Extracts from box-labeled datasets
%%

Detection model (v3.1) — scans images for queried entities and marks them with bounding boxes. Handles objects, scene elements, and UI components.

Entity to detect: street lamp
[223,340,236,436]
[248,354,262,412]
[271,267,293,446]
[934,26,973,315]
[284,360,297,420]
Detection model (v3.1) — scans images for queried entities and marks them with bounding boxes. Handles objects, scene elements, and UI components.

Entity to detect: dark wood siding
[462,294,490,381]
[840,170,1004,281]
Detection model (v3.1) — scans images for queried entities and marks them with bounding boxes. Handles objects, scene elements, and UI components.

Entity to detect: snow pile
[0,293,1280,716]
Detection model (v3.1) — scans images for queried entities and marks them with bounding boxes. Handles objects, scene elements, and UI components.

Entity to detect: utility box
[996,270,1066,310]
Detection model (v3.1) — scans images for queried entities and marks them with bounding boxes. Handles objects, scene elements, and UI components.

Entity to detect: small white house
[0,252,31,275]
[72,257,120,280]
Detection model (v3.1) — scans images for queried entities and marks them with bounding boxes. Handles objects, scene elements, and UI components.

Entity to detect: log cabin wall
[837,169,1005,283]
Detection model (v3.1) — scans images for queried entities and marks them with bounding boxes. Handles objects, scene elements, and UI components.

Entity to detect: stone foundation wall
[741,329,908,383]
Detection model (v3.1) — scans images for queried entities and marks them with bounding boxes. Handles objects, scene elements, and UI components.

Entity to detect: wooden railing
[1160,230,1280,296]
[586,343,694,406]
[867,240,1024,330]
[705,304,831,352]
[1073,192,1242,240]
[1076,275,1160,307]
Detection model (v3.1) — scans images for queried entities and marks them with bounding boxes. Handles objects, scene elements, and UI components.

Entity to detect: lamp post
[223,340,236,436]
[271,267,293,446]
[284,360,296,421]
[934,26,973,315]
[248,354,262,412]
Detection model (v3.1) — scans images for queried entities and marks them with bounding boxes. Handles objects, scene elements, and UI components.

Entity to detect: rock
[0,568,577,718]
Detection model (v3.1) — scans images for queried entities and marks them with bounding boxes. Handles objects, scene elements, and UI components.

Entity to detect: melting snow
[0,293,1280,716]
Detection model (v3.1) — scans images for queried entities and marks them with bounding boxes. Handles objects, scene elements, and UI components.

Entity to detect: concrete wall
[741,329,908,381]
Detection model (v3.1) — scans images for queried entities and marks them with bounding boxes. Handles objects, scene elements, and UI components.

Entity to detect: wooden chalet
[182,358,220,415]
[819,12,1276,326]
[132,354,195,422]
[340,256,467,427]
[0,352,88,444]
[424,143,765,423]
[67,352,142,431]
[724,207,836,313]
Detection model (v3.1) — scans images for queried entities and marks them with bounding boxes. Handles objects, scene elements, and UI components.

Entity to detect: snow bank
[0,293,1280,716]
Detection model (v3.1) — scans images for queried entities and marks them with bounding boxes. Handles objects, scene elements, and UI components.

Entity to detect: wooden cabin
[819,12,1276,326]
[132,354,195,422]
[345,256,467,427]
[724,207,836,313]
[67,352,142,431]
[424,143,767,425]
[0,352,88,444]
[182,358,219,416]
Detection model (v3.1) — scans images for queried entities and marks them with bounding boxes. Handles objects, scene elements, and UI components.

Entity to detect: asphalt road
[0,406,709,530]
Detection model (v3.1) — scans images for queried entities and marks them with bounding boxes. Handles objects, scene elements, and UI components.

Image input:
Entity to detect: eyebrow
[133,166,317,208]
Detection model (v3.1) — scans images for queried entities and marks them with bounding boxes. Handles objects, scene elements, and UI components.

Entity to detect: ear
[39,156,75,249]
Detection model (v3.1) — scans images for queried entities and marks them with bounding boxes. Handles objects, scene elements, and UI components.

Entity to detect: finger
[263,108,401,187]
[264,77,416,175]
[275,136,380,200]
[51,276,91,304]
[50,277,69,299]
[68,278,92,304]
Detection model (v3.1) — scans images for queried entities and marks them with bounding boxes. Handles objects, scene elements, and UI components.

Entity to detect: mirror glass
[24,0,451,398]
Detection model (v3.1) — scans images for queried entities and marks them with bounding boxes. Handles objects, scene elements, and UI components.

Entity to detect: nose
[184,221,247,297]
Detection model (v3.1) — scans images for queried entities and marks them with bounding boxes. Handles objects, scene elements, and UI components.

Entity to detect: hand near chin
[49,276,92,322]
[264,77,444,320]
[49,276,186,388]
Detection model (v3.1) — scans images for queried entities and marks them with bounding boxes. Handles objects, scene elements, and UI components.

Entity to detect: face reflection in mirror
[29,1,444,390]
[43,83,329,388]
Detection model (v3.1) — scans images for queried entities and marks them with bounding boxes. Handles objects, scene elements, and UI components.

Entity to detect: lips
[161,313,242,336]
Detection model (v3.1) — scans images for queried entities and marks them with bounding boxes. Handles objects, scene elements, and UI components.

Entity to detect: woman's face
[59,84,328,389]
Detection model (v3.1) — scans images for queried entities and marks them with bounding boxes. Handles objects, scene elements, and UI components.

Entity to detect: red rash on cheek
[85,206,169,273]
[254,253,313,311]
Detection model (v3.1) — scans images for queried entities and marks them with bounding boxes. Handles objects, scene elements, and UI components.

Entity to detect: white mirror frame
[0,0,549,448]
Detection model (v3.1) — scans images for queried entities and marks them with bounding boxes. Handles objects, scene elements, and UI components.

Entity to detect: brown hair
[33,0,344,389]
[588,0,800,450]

%%

◆ Stated problem ◆
Write out every one of the rows above word for word, with no changes.

◆ Task response ◆
Detection model (v3.1) — scans images for queried entities and marks them with bounding boxes. Handles objects, scene elements, and UI components.

Entity to detect: street lamp
[223,340,236,436]
[248,354,262,412]
[271,267,293,446]
[934,26,973,315]
[284,360,297,420]
Detection model (v3.1) — scans images for queried entities and marks them with bounding boxes. Handles objects, scene elements, and UI components.

Entity to detect: dark wood siding
[462,294,490,381]
[840,170,1004,281]
Detection model (v3.1) — scans images for queried entities and marks them with bounding boxes. Handles objects, scene elements, and UI components.

Entity to detect: snow pile
[0,293,1280,716]
Detection model (v3.1) — scans images for queried entities and marks them with bounding boxes. Handles objects, scene elements, and UI components.

Entity to detect: utility box
[996,270,1066,310]
Detection model (v3.1) — scans images for queried entities and marks them with bounding boxes. Handles objects, scene elements, and UI components.

Entity to detect: small white house
[0,252,31,275]
[72,257,120,280]
Detection model (v3.1) — scans images for queried entities and marks them with bounding boxes. Handles objects, scene elements, and UI components.

Entity to detect: log cabin wall
[837,169,1005,283]
Detection model (v3.1) — scans images for queried entities and marks them with bounding boxes. Handles objects, scene elements, and UI components.

Entity to detect: stone foundation wall
[741,329,908,383]
Detection model (v3.1) — scans images for queried entities and marks them with bounding boxes. Handles objects, scene elements, and UI components.

Entity to detect: wooden railing
[1160,230,1280,296]
[586,343,694,406]
[867,240,1024,330]
[705,304,831,352]
[1073,192,1242,240]
[1076,275,1160,307]
Detection model (v3.1) — scans images for queried entities and marks them with bounding boxes. Handles objects, scene elements, and UI components.

Entity to detect: lamp post
[223,340,236,436]
[271,267,293,446]
[284,360,296,421]
[934,26,973,315]
[248,354,262,412]
Detection model (v3.1) — scans images for queried entities and marks them with bounding boxes. Handles objects, scene elements, and UI components.

Entity to detect: rock
[0,568,577,718]
Detection model (v3.1) — scans images for queried entities and marks them with bounding boxes. Handles objects, scene elements, and UI components.

Entity to detect: melting snow
[0,293,1280,716]
Detection model (v3.1) — scans images for queried entities and marks them with bounding boxes. Handles objects, scene elements, and UI components.

Entity to detect: concrete wall
[741,329,908,381]
Detection model (v3.1) — scans images for queried entities and marks them with bounding boxes. Handles objects, scene elements, and UI components.

Entity to detect: wooden chalet
[182,358,220,415]
[819,12,1276,326]
[132,354,195,422]
[340,256,467,427]
[0,352,88,444]
[424,143,765,423]
[67,352,142,431]
[724,207,836,313]
Detection model (v3.1) — scans images for queried entities and marks them with bounding boxes. Handles objects, scene elements, and UI components.

Entity to detect: snow bank
[0,293,1280,716]
Detection model (v3.1) — scans images for queried entities and marks them with bounding boxes. Handles objects, scene elements, and UI components.

Entity to detect: wooden cabin
[819,12,1276,326]
[132,354,195,422]
[345,256,467,427]
[724,207,836,313]
[67,352,142,431]
[424,143,767,425]
[0,352,88,444]
[182,358,219,416]
Detection model (v3.1) — scans images for queried entities and marks them with bounding boxes. Handles objects, scene elements, and UI components.

Entity to detect: asphalt road
[0,406,709,530]
Detection model (v3.1) — scans images for queried entities and marks them with bounding boxes. Handles objects, scene elements, and UI components.

Image input:
Entity to detect: eyebrow
[133,166,317,208]
Detection model (v3.1) — scans images for queried entities and marks them with bounding boxes. Handles objects, scene elements, and UI components.

Entity to detect: ear
[39,156,75,249]
Detection model (v3.1) — scans images for queried entities and marks them with bounding boxes. Handles objects, scene elements, and UI components.

Entity to detect: finger
[263,108,401,187]
[264,77,416,175]
[275,136,380,200]
[51,276,91,304]
[50,277,69,299]
[68,278,92,304]
Detection model (v3.1) — scans images for queried entities and marks them with bounding boxes. Handles objects, scene elements, and UI components.

Entity to detect: mirror glass
[24,0,451,398]
Detection model (v3.1) — scans images for queried entities and marks them with bounding boxes. Handles objects, scene elements, and UI components.

Entity to detect: nose
[184,221,247,297]
Detection model (v3.1) — scans images for queried entities and marks them with bounding boxes. Handles objects, scene elements, and UI components.

Entity to detect: hand near chin
[49,276,92,322]
[264,77,444,320]
[49,276,186,388]
Detection model (v3.1) — scans images for queried entities and marks them with bounding boxes. Handles objects, scene elements, and UI components.

Entity to detect: face reflection in mirror
[29,1,444,390]
[43,83,329,388]
Detection model (v3.1) — scans images for queried entities and marks them with bounding boxes. Handles objects, scene elements, and UI components.

Entity to detect: lips
[161,313,242,336]
Detection model (v3.1) — scans images for queried entities and marks them with bounding boxes. Handles objects, scene elements, and UI components.

Entity to detect: woman's face
[59,84,328,389]
Detection model (v3.1) — scans images for queried entities and marks them with bounding boxes. Handles objects, scene elements, and UI components.

Entity to detect: red rash on cheek
[85,206,169,273]
[254,253,313,311]
Detection model (v3.1) — scans images for queried entities and marks them with bounding boxes. Handles objects, scene elements, and UI components.

Entity to detect: white mirror frame
[0,0,549,448]
Detection model (v3.1) — scans images for queried entities and marks them with bounding boxes. Handles objects, scene elements, and UI components.

Entity to detect: brown hair
[33,0,344,389]
[588,0,800,450]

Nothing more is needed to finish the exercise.